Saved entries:

========

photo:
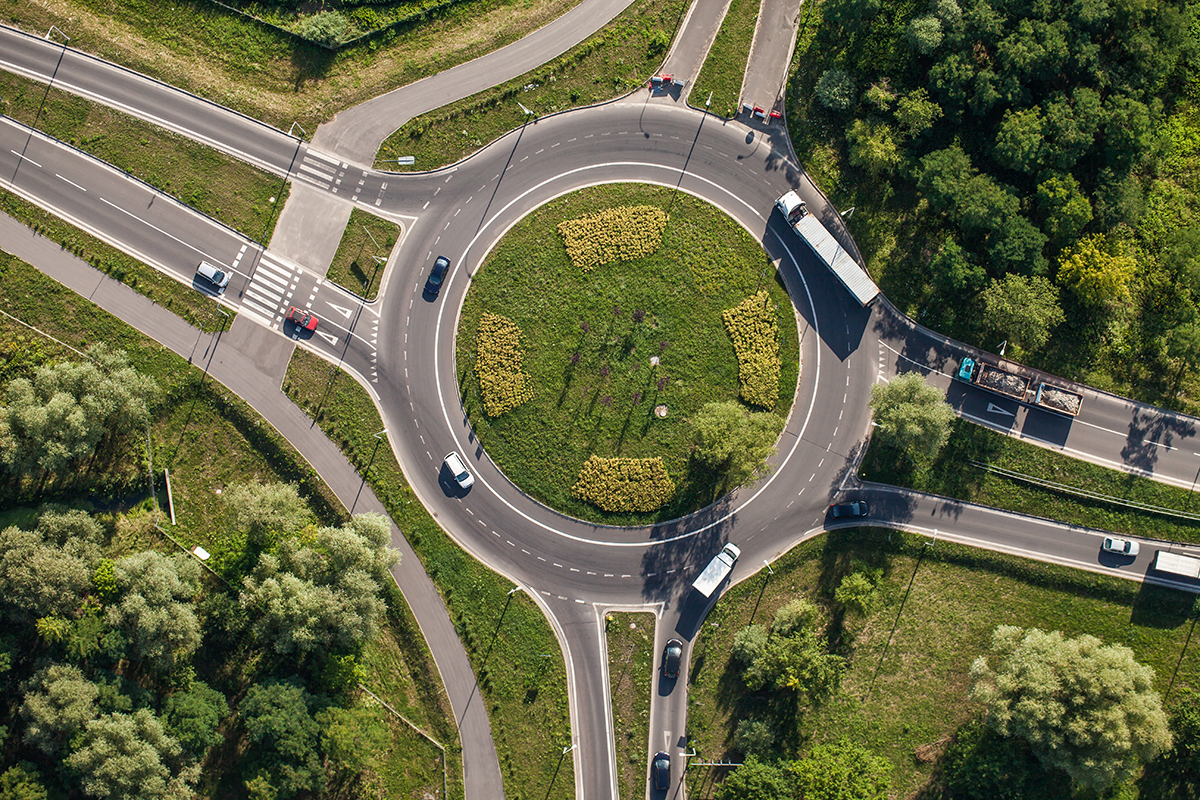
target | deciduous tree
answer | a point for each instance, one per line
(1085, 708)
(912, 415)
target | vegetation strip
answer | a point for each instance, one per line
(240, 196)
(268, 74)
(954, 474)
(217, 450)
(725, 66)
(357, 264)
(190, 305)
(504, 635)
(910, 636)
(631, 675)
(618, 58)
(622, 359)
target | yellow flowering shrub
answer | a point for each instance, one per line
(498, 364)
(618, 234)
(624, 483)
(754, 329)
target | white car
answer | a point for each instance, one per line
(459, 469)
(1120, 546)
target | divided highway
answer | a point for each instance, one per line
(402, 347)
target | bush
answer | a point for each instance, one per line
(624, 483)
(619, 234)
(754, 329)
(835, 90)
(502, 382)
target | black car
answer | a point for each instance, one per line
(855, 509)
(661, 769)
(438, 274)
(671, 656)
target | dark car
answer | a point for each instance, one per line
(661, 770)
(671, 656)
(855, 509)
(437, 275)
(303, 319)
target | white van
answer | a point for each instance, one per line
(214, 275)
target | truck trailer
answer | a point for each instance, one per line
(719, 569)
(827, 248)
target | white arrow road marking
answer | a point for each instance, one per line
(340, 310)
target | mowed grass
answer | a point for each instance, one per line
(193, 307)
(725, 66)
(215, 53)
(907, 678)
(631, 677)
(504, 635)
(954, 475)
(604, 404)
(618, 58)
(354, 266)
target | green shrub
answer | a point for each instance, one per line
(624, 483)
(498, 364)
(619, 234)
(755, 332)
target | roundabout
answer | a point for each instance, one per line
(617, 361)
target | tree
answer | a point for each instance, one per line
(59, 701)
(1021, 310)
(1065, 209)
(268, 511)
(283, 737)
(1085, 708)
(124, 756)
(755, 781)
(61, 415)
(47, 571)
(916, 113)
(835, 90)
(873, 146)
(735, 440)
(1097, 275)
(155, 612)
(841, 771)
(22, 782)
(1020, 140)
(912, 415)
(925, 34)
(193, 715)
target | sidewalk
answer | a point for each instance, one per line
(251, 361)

========

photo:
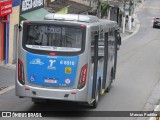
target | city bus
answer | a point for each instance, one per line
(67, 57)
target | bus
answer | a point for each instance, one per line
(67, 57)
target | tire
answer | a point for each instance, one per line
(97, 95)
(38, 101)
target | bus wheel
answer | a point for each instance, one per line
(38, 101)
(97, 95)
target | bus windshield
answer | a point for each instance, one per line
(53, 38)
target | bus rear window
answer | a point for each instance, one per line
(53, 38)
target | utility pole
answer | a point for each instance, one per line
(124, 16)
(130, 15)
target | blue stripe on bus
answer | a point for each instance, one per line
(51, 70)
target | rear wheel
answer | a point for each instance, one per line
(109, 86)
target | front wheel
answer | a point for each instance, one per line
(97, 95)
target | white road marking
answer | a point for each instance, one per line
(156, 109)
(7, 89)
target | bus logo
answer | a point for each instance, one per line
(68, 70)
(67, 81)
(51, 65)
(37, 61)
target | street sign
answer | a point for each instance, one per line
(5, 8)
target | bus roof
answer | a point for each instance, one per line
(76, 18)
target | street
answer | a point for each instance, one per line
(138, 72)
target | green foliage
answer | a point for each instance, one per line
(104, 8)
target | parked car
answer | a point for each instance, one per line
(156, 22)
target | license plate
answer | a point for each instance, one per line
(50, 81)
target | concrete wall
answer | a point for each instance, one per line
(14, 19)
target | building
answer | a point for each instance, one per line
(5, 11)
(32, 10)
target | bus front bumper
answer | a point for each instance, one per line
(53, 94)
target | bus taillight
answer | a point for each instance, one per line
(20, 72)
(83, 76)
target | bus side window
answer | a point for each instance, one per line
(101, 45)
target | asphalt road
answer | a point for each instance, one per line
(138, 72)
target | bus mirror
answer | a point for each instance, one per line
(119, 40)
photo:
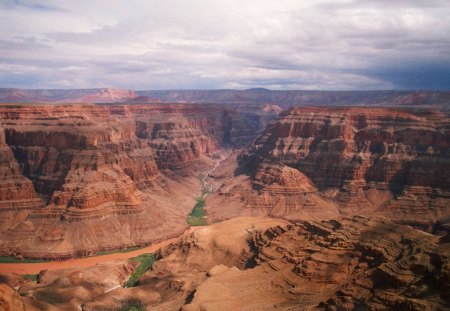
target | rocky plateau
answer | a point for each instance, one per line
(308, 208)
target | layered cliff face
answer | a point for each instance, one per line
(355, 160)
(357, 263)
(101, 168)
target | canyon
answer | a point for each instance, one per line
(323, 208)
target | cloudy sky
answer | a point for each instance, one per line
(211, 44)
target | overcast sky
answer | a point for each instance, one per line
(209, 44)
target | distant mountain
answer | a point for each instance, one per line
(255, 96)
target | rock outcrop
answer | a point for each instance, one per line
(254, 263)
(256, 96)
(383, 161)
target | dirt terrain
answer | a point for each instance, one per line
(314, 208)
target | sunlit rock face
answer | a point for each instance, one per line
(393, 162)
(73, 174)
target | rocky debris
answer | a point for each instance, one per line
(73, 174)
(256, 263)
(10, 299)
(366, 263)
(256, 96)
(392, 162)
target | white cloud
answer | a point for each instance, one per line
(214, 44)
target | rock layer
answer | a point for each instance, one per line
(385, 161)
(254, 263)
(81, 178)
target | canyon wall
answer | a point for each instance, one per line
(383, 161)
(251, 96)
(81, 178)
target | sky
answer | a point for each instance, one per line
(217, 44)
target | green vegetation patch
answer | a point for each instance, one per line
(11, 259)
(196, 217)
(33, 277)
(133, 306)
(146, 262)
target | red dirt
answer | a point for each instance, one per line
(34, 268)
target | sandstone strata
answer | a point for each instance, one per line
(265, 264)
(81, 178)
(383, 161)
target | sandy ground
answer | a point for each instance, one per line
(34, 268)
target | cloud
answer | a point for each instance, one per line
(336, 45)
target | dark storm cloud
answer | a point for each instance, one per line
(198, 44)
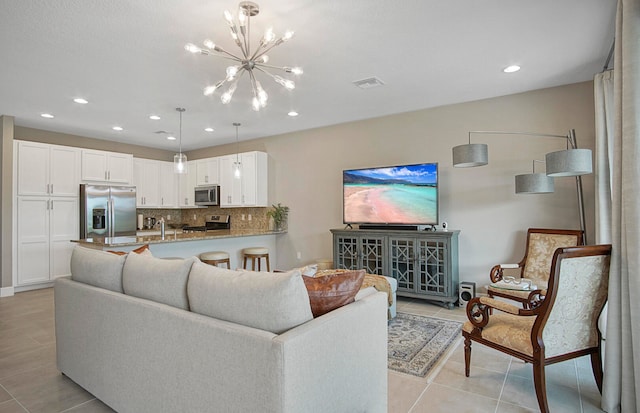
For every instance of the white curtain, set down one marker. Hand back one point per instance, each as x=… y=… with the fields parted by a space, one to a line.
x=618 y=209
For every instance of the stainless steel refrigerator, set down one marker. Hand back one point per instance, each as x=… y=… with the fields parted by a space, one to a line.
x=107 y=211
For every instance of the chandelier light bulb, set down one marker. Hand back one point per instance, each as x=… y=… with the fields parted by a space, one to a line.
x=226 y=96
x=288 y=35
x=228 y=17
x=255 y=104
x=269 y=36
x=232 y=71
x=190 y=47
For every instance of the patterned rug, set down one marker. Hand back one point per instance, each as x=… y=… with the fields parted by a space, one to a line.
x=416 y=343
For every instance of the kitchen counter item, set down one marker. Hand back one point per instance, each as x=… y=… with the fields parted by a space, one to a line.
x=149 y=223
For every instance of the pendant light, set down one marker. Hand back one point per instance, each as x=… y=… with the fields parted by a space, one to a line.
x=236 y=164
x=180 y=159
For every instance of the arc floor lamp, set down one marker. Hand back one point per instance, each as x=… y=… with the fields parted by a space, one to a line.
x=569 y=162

========

Every line of the records that includes the word "wall" should be gathered.

- _RESPONSE AREA_
target | concrete wall
target | canyon wall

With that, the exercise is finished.